[Opening Supplied information section]

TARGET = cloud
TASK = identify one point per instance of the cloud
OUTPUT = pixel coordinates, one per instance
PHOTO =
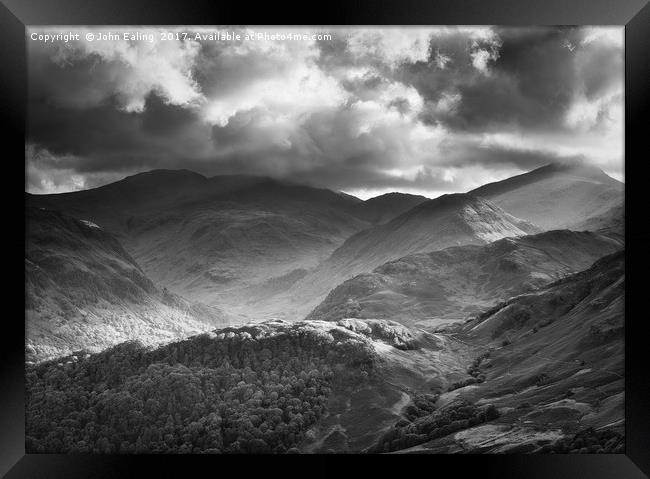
(371, 109)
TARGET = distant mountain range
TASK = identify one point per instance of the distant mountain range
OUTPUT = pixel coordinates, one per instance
(85, 292)
(277, 317)
(556, 196)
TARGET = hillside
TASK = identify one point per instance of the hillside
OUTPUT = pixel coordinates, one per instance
(259, 389)
(384, 208)
(556, 196)
(220, 240)
(427, 289)
(84, 291)
(450, 220)
(552, 363)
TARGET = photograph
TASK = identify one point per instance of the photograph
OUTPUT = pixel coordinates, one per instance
(325, 239)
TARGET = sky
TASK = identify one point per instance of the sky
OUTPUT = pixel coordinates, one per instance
(425, 110)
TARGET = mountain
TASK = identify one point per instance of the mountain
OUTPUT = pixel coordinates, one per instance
(210, 239)
(428, 289)
(272, 387)
(456, 219)
(384, 208)
(85, 292)
(556, 196)
(550, 363)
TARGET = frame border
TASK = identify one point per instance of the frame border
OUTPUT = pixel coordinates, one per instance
(15, 15)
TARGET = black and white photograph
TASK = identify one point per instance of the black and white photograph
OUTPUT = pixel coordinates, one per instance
(325, 240)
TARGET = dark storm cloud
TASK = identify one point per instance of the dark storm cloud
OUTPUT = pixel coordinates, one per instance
(428, 109)
(533, 78)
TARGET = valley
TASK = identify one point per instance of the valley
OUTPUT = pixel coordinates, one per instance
(250, 315)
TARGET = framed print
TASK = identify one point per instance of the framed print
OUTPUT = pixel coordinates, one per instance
(363, 232)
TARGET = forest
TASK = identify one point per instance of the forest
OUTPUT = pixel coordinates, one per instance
(244, 390)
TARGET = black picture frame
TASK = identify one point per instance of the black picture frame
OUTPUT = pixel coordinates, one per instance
(633, 14)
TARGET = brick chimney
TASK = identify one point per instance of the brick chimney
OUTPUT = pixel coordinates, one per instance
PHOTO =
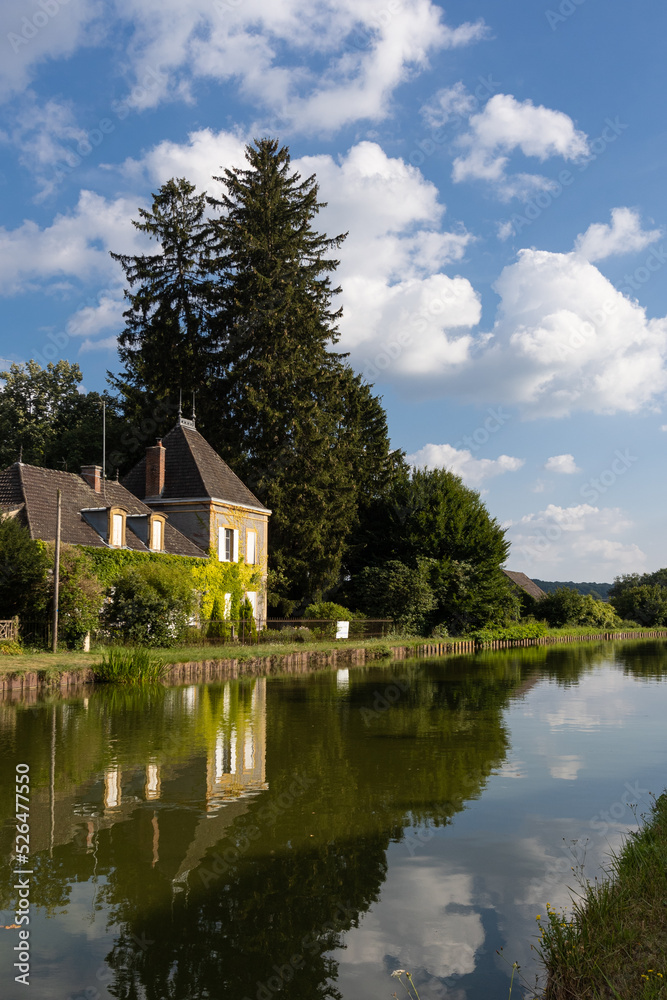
(93, 476)
(155, 466)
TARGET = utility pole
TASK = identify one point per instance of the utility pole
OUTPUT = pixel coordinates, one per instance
(56, 572)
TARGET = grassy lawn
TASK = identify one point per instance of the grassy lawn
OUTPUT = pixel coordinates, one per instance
(614, 946)
(65, 661)
(69, 660)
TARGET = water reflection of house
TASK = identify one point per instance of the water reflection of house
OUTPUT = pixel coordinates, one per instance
(222, 774)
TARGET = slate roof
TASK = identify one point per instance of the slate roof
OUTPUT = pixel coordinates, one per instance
(526, 584)
(193, 470)
(35, 489)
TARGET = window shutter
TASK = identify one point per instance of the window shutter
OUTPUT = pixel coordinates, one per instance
(251, 548)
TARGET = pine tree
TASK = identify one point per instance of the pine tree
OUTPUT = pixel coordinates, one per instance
(299, 427)
(167, 344)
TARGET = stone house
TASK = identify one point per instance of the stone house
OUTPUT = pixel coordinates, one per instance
(184, 479)
(94, 511)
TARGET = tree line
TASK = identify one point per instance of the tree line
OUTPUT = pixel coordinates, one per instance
(237, 306)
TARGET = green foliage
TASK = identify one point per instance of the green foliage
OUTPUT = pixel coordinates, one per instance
(151, 605)
(517, 631)
(110, 564)
(325, 610)
(239, 307)
(23, 565)
(642, 599)
(129, 666)
(613, 942)
(10, 647)
(599, 590)
(397, 591)
(81, 595)
(247, 624)
(43, 413)
(167, 343)
(451, 552)
(288, 634)
(569, 607)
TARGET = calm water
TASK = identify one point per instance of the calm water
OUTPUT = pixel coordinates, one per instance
(302, 837)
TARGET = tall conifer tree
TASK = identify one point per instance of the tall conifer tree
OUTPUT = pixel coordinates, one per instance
(167, 344)
(300, 428)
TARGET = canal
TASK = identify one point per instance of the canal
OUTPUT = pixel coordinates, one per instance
(304, 836)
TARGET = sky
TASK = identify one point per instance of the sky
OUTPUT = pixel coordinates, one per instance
(499, 169)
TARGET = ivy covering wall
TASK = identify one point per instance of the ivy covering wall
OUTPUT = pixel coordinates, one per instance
(211, 580)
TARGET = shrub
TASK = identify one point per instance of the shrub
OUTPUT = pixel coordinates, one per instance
(23, 565)
(10, 647)
(151, 605)
(81, 595)
(520, 630)
(569, 607)
(129, 666)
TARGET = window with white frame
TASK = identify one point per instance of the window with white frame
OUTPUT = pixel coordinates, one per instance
(156, 535)
(228, 545)
(252, 597)
(117, 529)
(251, 548)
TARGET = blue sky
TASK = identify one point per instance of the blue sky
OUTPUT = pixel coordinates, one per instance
(500, 168)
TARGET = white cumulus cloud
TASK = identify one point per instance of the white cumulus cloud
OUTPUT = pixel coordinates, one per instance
(274, 52)
(564, 464)
(589, 543)
(473, 471)
(623, 235)
(506, 125)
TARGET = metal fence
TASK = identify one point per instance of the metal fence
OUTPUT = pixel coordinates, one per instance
(9, 629)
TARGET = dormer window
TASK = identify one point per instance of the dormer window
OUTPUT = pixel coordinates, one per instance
(117, 527)
(156, 534)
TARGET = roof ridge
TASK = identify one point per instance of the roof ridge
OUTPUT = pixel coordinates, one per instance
(24, 494)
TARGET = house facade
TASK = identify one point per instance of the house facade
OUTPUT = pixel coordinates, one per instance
(183, 479)
(94, 511)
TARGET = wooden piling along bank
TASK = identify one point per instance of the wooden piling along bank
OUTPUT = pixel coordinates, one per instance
(28, 686)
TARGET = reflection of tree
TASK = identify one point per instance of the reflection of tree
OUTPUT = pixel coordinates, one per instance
(346, 772)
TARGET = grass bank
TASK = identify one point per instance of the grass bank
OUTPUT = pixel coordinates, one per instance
(71, 661)
(74, 660)
(614, 945)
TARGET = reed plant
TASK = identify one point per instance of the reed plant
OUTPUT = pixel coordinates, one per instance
(130, 665)
(613, 944)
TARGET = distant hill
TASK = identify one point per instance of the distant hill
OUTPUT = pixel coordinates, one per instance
(596, 589)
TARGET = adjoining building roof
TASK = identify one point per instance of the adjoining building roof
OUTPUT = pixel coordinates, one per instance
(193, 470)
(35, 488)
(524, 583)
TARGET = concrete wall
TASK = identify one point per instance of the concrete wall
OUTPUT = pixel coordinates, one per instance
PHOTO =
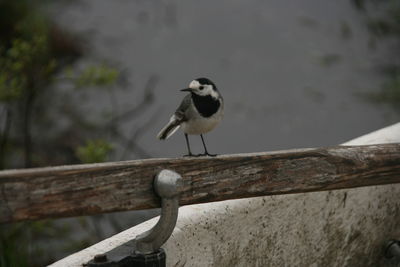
(333, 228)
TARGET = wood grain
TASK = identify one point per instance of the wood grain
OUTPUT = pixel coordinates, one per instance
(120, 186)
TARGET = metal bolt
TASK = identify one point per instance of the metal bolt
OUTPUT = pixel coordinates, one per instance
(100, 258)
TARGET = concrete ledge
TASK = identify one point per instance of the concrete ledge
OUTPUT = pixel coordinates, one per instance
(334, 228)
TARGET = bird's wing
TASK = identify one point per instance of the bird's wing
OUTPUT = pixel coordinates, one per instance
(180, 113)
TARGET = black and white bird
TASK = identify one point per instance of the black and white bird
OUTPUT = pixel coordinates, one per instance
(199, 112)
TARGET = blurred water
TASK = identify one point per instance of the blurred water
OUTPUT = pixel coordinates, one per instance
(289, 71)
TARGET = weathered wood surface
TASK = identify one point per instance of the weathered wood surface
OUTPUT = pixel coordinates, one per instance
(119, 186)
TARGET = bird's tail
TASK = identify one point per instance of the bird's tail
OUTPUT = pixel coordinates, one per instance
(169, 129)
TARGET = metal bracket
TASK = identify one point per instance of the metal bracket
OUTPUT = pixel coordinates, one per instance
(145, 250)
(392, 250)
(166, 185)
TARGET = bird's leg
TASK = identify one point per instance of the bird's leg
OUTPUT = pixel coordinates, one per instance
(205, 148)
(188, 145)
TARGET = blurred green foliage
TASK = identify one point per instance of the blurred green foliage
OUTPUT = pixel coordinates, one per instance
(101, 75)
(94, 151)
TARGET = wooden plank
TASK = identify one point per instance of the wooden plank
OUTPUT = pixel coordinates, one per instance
(120, 186)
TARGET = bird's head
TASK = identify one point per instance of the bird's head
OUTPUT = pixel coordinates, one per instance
(202, 87)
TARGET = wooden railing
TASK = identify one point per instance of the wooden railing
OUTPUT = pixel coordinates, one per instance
(120, 186)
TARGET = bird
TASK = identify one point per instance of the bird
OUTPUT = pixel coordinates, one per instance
(199, 112)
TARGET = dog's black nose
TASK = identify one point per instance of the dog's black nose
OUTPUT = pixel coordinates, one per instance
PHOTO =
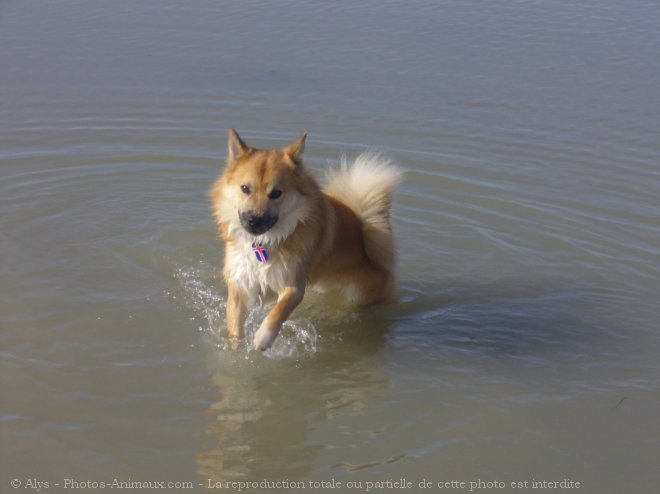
(257, 224)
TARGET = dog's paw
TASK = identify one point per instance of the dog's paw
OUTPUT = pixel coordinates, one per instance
(263, 338)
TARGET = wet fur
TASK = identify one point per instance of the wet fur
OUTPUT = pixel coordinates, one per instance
(338, 235)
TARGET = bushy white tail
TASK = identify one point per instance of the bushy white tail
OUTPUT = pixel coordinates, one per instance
(366, 187)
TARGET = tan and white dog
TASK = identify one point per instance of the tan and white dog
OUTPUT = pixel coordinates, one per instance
(283, 231)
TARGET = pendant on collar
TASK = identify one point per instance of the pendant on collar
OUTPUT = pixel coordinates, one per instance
(260, 251)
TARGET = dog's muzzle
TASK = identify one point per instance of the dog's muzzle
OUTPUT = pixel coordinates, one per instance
(257, 224)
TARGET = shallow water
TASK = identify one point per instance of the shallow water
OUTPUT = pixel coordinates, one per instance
(524, 343)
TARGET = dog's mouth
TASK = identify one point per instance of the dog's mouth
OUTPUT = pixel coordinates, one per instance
(257, 224)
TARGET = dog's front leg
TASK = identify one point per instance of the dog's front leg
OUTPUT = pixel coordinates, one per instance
(287, 300)
(236, 310)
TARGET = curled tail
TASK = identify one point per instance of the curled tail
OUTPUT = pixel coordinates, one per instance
(366, 187)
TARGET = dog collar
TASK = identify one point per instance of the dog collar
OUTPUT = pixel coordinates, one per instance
(260, 251)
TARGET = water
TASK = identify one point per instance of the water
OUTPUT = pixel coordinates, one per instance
(524, 343)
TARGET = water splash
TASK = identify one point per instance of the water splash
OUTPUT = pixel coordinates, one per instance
(200, 292)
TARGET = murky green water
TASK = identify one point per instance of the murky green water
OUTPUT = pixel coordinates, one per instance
(524, 344)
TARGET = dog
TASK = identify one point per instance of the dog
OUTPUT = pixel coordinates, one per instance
(283, 231)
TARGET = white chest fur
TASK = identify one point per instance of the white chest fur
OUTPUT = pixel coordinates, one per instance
(243, 269)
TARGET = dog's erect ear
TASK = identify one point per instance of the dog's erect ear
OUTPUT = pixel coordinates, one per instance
(235, 145)
(297, 149)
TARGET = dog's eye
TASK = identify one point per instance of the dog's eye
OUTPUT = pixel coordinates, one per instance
(274, 194)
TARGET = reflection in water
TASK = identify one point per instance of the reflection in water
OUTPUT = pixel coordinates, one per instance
(259, 427)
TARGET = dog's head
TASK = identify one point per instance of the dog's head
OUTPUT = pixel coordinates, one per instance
(261, 193)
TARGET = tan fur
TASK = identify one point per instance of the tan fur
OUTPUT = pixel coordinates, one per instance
(341, 237)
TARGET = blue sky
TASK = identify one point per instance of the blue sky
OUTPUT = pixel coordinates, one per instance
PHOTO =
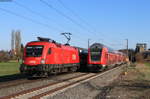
(106, 21)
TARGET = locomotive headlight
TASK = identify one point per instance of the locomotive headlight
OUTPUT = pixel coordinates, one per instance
(42, 61)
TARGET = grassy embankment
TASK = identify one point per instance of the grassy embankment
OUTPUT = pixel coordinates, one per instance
(9, 68)
(140, 71)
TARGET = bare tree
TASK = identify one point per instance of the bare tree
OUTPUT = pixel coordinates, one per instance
(12, 41)
(18, 43)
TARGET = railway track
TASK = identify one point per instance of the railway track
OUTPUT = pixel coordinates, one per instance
(54, 88)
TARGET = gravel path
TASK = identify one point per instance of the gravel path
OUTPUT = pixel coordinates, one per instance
(90, 89)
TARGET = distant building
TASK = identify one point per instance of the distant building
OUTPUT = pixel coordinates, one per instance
(141, 47)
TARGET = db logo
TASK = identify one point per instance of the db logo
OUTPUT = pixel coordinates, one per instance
(73, 57)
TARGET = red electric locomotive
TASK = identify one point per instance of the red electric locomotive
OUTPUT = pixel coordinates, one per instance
(45, 56)
(101, 57)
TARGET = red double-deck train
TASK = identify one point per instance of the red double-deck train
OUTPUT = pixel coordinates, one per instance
(45, 56)
(101, 57)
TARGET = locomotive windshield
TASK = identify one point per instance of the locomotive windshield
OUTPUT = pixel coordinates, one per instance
(95, 53)
(34, 51)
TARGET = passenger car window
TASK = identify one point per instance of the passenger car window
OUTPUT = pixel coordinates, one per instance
(49, 51)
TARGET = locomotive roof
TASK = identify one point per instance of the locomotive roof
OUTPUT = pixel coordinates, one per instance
(102, 45)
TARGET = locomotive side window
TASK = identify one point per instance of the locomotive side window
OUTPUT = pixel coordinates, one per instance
(34, 51)
(49, 51)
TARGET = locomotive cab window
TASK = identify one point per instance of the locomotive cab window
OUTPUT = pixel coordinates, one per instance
(34, 51)
(49, 51)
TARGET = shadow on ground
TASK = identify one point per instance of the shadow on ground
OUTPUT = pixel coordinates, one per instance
(11, 77)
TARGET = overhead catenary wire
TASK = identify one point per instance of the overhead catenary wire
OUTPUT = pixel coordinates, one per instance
(36, 13)
(29, 19)
(77, 16)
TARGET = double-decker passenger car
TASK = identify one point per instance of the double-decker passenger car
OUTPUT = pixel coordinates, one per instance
(101, 57)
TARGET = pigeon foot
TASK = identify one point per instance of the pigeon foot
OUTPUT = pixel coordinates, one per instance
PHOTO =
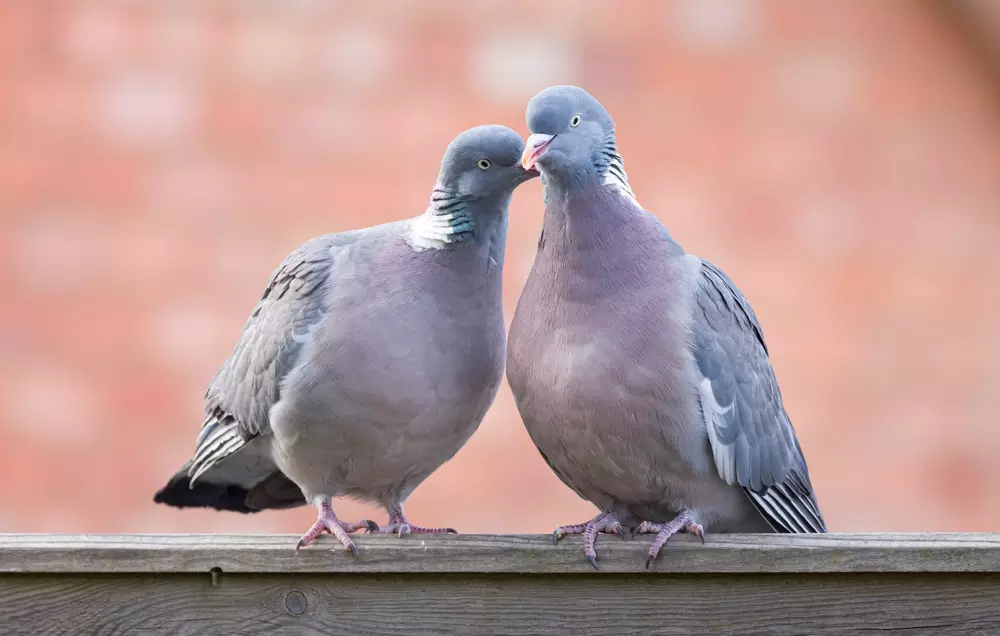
(663, 531)
(603, 523)
(326, 521)
(398, 525)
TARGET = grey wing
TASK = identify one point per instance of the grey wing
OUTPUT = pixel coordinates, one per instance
(751, 436)
(239, 399)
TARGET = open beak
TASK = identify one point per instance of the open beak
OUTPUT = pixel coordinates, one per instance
(533, 149)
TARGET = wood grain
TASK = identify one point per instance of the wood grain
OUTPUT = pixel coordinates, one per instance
(500, 604)
(489, 554)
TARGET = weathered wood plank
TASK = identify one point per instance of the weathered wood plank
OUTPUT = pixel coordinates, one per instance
(471, 604)
(485, 554)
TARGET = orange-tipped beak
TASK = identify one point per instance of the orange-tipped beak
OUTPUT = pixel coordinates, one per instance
(533, 148)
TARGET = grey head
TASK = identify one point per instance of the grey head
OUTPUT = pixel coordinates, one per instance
(479, 171)
(483, 163)
(572, 141)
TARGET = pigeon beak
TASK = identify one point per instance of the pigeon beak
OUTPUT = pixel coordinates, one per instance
(533, 148)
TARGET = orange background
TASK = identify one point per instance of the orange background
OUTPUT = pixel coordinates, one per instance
(841, 160)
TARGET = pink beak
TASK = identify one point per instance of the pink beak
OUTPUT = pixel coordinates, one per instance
(533, 148)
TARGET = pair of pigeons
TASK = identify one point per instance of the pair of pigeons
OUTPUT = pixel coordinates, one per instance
(640, 371)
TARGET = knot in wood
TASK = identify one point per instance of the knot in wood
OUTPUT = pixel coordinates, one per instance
(295, 603)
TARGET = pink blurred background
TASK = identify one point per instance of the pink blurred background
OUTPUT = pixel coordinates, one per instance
(841, 160)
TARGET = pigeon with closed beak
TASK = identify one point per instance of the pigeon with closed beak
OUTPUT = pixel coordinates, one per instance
(371, 358)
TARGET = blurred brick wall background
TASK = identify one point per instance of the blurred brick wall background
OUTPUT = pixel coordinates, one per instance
(841, 160)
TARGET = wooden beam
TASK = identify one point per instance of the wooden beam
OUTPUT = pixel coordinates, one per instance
(736, 584)
(494, 554)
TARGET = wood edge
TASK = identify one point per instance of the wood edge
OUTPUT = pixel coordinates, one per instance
(499, 554)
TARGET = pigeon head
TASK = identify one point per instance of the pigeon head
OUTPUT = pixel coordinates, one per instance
(484, 163)
(572, 139)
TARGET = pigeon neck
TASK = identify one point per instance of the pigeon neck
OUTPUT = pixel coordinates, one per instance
(452, 220)
(612, 167)
(446, 222)
(608, 169)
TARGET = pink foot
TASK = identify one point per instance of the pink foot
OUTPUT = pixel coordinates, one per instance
(326, 521)
(603, 522)
(663, 531)
(399, 526)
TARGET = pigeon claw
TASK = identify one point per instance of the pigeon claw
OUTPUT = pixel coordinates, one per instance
(603, 523)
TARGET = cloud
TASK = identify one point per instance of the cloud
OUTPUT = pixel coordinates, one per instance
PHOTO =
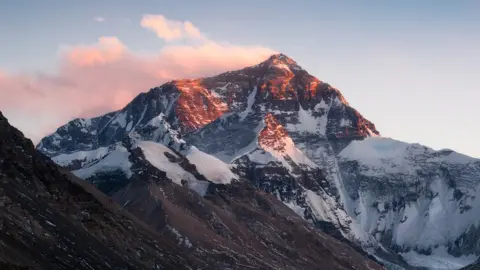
(107, 50)
(170, 30)
(99, 19)
(93, 79)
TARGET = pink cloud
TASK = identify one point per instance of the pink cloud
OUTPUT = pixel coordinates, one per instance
(107, 50)
(102, 77)
(170, 30)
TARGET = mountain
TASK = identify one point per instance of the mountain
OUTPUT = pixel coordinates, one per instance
(295, 137)
(50, 219)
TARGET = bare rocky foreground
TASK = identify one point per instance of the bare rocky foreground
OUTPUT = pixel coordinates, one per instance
(50, 219)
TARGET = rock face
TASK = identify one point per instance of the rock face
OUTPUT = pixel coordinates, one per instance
(295, 137)
(52, 220)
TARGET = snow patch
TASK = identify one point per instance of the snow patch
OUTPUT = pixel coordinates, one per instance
(438, 260)
(211, 167)
(115, 160)
(155, 154)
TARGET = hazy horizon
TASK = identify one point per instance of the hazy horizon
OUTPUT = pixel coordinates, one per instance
(408, 67)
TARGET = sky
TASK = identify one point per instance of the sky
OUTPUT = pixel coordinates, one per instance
(410, 67)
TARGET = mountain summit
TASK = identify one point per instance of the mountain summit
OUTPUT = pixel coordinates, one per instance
(295, 137)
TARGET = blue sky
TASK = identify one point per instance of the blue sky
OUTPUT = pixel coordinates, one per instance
(408, 66)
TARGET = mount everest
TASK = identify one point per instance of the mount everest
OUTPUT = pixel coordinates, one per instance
(284, 132)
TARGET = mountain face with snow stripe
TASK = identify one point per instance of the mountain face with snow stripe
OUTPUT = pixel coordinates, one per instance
(50, 219)
(298, 139)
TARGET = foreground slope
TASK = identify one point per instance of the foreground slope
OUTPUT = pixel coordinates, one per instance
(297, 138)
(51, 220)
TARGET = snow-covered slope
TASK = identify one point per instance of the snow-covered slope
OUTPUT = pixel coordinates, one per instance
(413, 199)
(296, 137)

[Closing Supplied information section]

- [Task prompt]: Return the span of lines in the data above that opens at the line with "TASK = identify one point per instance of the water reflection" and closes at the line with "TASK = identify one point per instance of the window shutter", exactly, ends included, nothing else.

- [Solution to this exercise]:
TASK = identify one point per instance of the water reflection of house
OUTPUT = pixel coordinates, one per instance
(222, 774)
TARGET = slate roof
TASK = identify one point per instance of the slate roof
OUTPUT = pixel coordinates, one per instance
(526, 584)
(193, 470)
(35, 489)
TARGET = window shutter
TASK = identify one point per instance of the window shutter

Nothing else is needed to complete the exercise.